Data Block Start

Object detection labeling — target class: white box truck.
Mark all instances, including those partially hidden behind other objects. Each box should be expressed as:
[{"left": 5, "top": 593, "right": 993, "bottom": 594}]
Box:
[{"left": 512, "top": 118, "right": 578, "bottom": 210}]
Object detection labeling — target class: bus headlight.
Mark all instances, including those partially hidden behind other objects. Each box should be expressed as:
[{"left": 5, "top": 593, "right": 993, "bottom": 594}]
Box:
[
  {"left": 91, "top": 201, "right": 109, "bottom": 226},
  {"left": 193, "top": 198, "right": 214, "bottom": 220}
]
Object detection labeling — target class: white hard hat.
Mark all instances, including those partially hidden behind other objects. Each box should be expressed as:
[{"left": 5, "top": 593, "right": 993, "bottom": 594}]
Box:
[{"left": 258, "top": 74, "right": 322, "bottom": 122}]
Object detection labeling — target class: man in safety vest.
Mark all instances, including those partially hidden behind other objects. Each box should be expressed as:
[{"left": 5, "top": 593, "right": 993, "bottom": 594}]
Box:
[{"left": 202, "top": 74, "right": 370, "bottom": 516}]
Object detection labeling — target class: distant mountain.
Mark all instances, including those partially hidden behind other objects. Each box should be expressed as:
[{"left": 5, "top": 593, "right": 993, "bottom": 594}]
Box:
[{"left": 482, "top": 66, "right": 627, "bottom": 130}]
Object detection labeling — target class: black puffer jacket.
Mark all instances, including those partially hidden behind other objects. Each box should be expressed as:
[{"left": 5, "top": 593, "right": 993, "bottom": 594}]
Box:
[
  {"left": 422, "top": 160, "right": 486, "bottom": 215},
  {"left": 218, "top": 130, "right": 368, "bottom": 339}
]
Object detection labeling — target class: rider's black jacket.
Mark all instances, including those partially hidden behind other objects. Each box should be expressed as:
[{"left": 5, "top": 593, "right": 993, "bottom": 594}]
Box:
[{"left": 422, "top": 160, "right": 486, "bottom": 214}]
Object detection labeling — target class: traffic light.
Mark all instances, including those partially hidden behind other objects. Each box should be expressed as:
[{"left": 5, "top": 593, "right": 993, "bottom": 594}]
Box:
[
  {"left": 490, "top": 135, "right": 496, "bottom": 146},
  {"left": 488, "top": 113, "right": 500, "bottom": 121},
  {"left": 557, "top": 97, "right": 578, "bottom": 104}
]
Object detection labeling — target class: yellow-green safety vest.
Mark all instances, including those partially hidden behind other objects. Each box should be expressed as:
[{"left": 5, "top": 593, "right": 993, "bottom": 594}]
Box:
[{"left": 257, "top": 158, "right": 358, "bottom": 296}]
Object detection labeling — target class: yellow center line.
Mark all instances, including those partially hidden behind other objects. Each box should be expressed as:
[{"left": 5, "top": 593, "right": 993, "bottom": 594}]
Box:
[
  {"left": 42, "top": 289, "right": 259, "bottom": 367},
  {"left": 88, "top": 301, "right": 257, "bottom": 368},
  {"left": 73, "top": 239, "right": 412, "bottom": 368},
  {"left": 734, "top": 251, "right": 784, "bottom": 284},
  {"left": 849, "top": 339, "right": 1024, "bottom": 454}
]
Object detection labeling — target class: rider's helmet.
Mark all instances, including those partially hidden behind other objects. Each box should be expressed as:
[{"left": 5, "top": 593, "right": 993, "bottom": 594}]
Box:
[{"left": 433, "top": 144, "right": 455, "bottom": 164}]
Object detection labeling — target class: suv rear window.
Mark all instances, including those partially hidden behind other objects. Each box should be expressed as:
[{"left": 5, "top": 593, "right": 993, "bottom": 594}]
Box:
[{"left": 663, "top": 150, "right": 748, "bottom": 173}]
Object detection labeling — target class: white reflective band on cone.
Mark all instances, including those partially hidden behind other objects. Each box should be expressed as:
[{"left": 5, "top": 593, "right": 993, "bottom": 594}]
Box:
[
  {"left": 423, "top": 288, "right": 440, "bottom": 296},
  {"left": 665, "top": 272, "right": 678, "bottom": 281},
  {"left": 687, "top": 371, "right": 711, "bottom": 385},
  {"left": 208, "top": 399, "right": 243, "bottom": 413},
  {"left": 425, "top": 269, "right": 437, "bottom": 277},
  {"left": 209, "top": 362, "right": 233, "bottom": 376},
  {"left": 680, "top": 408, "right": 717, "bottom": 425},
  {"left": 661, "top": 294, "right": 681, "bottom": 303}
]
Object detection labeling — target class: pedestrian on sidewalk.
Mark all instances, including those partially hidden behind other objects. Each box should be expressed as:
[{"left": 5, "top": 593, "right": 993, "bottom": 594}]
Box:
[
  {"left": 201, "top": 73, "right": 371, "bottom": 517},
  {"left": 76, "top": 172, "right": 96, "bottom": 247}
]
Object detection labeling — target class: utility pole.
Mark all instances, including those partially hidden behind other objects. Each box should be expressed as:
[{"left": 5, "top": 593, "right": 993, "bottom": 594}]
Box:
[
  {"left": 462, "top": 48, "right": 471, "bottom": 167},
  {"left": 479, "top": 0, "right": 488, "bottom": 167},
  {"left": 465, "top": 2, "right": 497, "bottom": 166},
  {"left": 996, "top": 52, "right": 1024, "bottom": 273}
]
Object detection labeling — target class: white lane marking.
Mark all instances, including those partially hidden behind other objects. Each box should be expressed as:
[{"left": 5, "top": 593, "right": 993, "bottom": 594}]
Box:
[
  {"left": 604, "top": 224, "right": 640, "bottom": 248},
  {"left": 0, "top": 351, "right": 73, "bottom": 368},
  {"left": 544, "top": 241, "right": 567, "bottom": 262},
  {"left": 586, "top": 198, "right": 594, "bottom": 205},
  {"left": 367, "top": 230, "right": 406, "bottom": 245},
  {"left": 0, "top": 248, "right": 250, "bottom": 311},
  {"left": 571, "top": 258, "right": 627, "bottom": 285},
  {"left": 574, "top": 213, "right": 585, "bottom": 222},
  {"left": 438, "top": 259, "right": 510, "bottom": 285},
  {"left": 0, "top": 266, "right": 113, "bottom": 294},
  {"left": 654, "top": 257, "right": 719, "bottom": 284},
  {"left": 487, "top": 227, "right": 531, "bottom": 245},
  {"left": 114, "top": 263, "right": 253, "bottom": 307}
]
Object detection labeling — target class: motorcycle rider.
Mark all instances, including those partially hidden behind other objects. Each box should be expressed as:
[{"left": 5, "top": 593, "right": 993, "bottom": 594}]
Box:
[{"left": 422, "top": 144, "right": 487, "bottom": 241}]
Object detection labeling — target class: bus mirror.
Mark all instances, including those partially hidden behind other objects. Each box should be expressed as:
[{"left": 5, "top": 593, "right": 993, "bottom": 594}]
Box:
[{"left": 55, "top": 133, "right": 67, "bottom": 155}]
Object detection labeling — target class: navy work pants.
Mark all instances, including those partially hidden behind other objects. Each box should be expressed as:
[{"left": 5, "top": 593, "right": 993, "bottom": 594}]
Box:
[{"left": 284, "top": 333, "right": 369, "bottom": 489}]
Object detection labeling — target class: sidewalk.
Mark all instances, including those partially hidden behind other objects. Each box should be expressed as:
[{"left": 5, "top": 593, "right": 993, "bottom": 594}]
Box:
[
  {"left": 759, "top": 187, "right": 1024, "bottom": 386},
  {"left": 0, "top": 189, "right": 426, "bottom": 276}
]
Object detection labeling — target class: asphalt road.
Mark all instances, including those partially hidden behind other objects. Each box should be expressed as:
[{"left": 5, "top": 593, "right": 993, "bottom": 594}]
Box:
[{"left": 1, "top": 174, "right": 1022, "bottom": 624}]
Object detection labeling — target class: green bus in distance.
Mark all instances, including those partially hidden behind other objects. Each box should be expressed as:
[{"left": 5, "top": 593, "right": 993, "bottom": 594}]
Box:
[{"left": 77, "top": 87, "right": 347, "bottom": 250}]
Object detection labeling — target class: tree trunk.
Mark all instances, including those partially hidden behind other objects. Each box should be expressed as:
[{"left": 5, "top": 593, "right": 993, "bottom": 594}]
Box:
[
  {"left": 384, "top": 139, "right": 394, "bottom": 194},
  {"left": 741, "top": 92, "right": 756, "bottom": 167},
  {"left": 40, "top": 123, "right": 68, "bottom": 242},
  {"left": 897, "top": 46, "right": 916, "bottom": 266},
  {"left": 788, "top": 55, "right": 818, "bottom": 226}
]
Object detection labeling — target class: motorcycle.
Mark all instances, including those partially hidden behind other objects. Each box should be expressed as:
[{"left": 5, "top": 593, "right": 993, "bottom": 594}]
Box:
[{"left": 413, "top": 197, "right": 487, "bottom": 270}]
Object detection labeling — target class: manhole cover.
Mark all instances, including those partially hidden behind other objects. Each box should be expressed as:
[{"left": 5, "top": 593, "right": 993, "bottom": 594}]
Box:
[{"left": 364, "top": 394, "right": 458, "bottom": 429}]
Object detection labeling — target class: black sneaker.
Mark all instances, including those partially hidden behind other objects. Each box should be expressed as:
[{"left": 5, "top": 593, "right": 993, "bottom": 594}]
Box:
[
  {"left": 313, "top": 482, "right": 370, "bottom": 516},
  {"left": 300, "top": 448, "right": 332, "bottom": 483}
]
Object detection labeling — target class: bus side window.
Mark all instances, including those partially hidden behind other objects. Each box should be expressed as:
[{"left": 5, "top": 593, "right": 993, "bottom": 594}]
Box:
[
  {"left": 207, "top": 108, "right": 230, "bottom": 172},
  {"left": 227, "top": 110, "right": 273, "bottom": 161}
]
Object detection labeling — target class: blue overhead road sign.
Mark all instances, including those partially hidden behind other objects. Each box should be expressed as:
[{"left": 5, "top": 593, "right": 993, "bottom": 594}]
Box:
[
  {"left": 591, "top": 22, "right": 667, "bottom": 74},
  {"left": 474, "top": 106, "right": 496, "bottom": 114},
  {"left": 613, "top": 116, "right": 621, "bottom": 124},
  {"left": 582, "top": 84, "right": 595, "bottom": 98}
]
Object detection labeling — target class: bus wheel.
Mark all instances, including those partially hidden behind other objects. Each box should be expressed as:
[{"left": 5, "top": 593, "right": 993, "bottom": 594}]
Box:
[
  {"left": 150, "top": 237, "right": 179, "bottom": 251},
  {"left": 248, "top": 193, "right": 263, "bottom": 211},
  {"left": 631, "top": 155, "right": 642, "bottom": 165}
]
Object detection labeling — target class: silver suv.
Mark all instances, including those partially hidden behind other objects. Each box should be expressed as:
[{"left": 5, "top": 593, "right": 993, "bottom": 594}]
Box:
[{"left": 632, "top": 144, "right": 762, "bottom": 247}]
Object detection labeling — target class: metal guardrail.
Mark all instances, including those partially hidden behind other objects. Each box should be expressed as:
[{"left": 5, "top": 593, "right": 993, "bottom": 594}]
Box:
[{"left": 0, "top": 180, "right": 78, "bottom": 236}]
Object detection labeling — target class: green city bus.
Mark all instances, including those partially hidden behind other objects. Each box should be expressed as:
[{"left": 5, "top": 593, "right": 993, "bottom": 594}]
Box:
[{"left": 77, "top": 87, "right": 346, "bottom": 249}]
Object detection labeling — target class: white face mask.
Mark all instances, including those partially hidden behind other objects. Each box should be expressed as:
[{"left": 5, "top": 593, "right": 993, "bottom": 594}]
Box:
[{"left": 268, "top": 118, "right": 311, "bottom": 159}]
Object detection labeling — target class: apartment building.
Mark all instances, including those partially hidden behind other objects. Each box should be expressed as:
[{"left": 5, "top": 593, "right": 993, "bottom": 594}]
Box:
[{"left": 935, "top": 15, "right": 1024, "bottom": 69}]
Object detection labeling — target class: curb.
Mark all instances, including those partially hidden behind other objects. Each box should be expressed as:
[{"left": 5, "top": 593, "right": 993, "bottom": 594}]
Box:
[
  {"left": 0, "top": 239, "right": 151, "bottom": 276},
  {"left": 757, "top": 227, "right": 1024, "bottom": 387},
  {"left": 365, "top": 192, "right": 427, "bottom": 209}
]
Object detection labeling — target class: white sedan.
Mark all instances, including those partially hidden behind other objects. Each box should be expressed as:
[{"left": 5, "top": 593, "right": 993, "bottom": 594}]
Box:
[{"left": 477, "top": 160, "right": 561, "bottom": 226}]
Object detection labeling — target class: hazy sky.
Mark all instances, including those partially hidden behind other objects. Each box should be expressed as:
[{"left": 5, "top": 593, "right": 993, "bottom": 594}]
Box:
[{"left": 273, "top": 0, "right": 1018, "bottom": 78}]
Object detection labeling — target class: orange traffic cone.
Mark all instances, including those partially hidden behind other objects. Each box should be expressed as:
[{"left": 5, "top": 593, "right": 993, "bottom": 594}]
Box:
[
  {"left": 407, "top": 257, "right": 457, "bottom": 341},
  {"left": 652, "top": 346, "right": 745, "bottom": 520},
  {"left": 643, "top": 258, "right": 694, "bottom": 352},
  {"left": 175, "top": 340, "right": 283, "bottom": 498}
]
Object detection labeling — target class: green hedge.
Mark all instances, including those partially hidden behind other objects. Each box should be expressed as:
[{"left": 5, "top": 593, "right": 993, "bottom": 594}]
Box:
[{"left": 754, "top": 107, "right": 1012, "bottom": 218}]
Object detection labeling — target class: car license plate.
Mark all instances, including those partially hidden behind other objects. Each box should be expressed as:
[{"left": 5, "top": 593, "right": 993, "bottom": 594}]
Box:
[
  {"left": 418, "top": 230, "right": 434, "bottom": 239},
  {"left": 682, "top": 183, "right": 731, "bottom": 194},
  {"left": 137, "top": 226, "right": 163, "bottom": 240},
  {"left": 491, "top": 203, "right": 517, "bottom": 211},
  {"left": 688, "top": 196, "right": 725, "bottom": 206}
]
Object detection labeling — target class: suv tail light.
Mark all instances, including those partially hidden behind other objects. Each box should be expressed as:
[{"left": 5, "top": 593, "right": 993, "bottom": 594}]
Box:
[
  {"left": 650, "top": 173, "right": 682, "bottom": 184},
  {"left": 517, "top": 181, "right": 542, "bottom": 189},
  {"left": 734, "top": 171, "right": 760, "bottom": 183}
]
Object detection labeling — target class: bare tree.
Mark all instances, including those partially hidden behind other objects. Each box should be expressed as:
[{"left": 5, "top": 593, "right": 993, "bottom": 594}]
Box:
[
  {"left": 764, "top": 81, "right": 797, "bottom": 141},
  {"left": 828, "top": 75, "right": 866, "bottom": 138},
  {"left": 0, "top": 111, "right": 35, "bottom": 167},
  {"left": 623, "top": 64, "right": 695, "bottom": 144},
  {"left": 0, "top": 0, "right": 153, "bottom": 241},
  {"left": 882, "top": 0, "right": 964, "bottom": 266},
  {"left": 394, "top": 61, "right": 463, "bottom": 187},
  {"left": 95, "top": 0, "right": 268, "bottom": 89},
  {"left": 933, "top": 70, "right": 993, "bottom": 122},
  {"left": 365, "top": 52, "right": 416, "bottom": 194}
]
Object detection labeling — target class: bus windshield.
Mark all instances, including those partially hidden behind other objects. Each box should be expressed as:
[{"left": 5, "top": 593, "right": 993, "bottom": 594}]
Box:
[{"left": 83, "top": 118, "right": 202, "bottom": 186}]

Data Block End

Work item: If a line of the data above contains "green", copy it out.

Exercise response:
Object detection labeling — target class: yellow-green safety vest.
Object detection labeling — target class: green bus in distance.
Object detection labeling — target class: green city bus.
Object detection labeling — target class: green hedge.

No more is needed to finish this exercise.